## EXERCISE BRIEF
When the string "rough" appears in a line of the records, show the whole line.

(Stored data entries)
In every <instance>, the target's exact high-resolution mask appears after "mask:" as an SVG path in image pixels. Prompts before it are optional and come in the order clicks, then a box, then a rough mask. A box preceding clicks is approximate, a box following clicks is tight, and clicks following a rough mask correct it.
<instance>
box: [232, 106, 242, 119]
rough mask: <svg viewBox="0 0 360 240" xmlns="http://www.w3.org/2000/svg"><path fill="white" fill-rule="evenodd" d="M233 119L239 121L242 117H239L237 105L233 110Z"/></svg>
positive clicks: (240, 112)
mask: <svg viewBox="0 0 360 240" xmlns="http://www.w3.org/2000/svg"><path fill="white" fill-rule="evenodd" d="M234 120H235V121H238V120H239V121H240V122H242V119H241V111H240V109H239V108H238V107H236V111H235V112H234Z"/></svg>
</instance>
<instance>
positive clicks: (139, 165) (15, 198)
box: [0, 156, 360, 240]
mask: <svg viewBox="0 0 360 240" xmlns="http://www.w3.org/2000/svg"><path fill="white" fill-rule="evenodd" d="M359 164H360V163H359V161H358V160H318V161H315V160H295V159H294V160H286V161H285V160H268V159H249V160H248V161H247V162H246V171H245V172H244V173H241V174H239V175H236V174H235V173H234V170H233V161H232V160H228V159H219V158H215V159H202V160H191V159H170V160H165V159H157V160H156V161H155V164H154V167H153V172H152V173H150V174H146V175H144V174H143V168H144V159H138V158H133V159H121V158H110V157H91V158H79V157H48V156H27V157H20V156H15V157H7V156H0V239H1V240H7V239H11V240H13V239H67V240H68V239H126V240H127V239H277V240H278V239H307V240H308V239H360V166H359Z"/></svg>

## ANSWER SECTION
In every <instance>, the target's exact high-resolution mask appears after "mask:" as an SVG path in image pixels. Prompts before it are optional and come in the order clicks, then a box, then a rough mask. A box preceding clicks is approximate, a box following clicks is tight, and clicks following a rough mask correct it.
rough mask: <svg viewBox="0 0 360 240" xmlns="http://www.w3.org/2000/svg"><path fill="white" fill-rule="evenodd" d="M233 119L239 121L242 117H239L237 105L233 110Z"/></svg>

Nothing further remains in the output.